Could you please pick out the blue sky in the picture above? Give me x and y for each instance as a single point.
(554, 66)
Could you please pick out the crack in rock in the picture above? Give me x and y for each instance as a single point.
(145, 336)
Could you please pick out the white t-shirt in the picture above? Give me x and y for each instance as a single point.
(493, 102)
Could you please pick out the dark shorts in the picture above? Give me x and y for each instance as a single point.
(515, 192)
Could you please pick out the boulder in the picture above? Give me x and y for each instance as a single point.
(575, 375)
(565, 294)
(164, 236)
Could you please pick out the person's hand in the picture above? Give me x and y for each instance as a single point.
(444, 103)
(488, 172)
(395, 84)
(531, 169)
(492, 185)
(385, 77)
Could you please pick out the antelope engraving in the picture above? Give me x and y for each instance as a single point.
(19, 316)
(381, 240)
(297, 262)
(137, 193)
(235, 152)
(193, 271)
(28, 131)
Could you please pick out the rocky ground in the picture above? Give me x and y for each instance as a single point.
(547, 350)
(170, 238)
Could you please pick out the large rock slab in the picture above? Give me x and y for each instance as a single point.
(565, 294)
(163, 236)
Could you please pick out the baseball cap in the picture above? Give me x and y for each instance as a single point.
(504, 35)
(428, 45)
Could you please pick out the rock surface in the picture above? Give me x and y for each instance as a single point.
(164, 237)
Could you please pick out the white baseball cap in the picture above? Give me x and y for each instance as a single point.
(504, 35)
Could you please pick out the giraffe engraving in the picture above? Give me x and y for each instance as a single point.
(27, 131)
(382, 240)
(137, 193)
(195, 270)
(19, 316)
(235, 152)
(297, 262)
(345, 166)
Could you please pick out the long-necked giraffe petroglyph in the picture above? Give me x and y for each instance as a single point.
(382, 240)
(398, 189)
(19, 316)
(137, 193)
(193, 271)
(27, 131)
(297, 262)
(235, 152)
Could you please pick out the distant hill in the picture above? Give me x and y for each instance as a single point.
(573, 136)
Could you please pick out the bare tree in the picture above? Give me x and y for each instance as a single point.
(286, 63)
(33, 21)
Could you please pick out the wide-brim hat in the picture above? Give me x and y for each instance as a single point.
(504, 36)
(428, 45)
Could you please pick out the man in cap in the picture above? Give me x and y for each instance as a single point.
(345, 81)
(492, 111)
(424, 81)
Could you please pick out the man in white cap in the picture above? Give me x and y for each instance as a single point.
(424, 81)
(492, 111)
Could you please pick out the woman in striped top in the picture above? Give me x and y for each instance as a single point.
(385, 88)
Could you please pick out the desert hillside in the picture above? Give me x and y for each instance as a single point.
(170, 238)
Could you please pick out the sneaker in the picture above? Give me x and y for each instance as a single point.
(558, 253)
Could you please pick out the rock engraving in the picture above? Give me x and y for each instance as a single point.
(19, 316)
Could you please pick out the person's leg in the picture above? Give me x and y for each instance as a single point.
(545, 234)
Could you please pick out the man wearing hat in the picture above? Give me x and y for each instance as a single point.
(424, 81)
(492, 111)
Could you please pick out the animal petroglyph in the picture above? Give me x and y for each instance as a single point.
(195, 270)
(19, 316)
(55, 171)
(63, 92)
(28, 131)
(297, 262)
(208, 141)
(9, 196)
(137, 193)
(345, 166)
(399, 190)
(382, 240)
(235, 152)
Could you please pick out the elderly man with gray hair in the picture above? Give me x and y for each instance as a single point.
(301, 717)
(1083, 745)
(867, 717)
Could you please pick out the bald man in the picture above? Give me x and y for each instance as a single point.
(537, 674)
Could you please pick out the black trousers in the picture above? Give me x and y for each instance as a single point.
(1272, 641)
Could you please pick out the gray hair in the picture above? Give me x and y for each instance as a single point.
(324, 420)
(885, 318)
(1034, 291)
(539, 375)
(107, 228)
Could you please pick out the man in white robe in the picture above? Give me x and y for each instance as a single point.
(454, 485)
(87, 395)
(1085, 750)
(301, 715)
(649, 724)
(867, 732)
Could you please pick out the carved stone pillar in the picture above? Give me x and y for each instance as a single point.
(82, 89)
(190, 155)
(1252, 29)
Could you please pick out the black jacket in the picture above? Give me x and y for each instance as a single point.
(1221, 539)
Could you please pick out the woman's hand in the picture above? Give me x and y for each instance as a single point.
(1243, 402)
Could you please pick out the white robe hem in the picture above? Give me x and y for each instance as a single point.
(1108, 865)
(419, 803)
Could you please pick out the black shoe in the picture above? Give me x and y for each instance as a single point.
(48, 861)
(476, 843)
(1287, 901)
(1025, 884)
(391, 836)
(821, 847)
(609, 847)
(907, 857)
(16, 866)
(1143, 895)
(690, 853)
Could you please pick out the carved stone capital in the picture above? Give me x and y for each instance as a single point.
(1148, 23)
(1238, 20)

******

**EXERCISE INSTRUCTIONS**.
What is needed is a word-for-word restatement of all the data.

**SOLUTION**.
Could you please pick out the blue sky in the picture above? Give me x and y for each instance as a single point.
(554, 66)
Could you please pick out the crack in rock in the picture above? Give me x and y for each instance as a single point.
(145, 336)
Could you please pick out the white t-shirt in the picture above? Give me x and y for each instance as a single point.
(493, 102)
Could you please pick out the dark shorts in the picture above? Give me x and y for each instance as a single point.
(515, 192)
Could you please pick out the boulder in the picture above? Give me x and y for each instance as a single point.
(575, 375)
(565, 294)
(164, 236)
Could you please pick out the person's hand in the picture above? Give me x and y for each instance as a single point.
(444, 103)
(488, 172)
(395, 84)
(531, 169)
(492, 185)
(385, 77)
Could you please pick out the antelope engraving in the picture above? Give me x and y for each instance as a single point.
(19, 316)
(381, 240)
(297, 262)
(137, 193)
(235, 152)
(193, 271)
(28, 131)
Could you please pick out the rocky ground in the picture above? Give me x and y for each instance as a single point.
(547, 350)
(170, 238)
Could you please pick out the large rock slab in the picture above? Give me x and y for each instance as a single point.
(565, 294)
(163, 236)
Could you please pick out the baseball cap in the picture above? Give me x and y for each instance as a single point.
(504, 35)
(428, 45)
Could you please pick out the rock surface in the picture above? Give me x and y for each instance as a single point.
(164, 237)
Could you please pick out the white baseball cap in the picture above? Give me x and y for each instance as a single point.
(504, 35)
Could you please pick out the giraffe engraving in the picture above? Give me x and y for each instance as a single point.
(27, 131)
(382, 240)
(137, 193)
(195, 270)
(19, 316)
(235, 152)
(297, 262)
(345, 166)
Could you please pick out the long-necked giraffe petroglyph in the picture above? Give me x and y for each instance as a single point.
(382, 240)
(398, 189)
(19, 316)
(137, 193)
(193, 271)
(27, 131)
(297, 262)
(235, 152)
Could you please pick out the distant hill in the picture above? Give me x and y for each instance as a single point.
(573, 136)
Could you please pick out the bare tree in the picture above? Give me x and y for each instance as a single point.
(286, 63)
(33, 21)
Could you please pick out the wide-brim hat in the picture above? Give me x and y for each instance as a single point.
(504, 36)
(428, 45)
Could you please pick out the man in cap in the picture above? Give me x and y for each instance as a single point.
(345, 81)
(492, 111)
(424, 81)
Could you please pick out the man in white cap in the picture above? Give me x and y for each instance as a single point.
(424, 81)
(492, 111)
Could you please pick out the woman in striped top in the picture above? Give me x and y for each instance as a single point.
(385, 88)
Could you please pick out the desert hillside in the picture above? Give me x and y for each instance as a single point.
(170, 238)
Could you please pick out the sneaker in the picture above? Give me x and y for each instance as a single point.
(558, 253)
Could you please pick out the rock engraving in the picture above? Give me x and y for each instance as a single point.
(19, 316)
Could you please pick out the person's leg in the picture above? Give me x and y for each instance as a single point.
(545, 234)
Could you please pick out the man wearing hat in the picture above? Give me x and y for each instance as a single point.
(424, 81)
(492, 111)
Could you please pick out the animal petroglyph in the picture above? Give me x and y for each instance as a single point.
(195, 270)
(19, 316)
(55, 171)
(63, 92)
(28, 131)
(297, 262)
(208, 141)
(9, 196)
(137, 193)
(345, 166)
(399, 190)
(382, 240)
(235, 152)
Could you please pick out the elderly man with gray hair in the picture above? Give me x and y for each instance as a single point.
(301, 717)
(1083, 745)
(867, 717)
Could you please pick out the bald man in the picture above? Give me x and y for each instance as a single point.
(537, 674)
Could you please pick out the black trousers in the picture above? Give me x and y for each instance as a single point.
(1272, 641)
Could you please pick out the gray hair in the picture above? Give me x and y for each instance as a single point.
(324, 420)
(885, 318)
(1034, 291)
(539, 375)
(107, 228)
Could you please pick out the man in white robe in the picture above? Give me x and y for each instance as a single point.
(454, 485)
(87, 395)
(1085, 750)
(301, 715)
(649, 724)
(867, 732)
Could you please pick out the carved stone pillar in the picture above? Give me x and y for each instance as a single point.
(82, 89)
(190, 155)
(1252, 29)
Could you please pick out the black jacket in the picture above? Give me x and y for each instance as a single point.
(1221, 539)
Could you please pick out the woman's hand in the picture above? Give me x and y for each instance as a single point.
(1243, 402)
Could you please pick out the white robe hem in the picture above? Give me x and y for each instance as a single point.
(1108, 865)
(419, 803)
Could you please pick out the black shoe in the picture above? Give me x and y for each instance as a single point.
(48, 861)
(476, 843)
(1287, 901)
(1025, 884)
(391, 836)
(821, 847)
(609, 847)
(907, 857)
(16, 866)
(1143, 895)
(690, 853)
Could you please pick out the carved stone capital in the picture above? Give me x and y for each instance as a single point.
(1148, 23)
(1238, 20)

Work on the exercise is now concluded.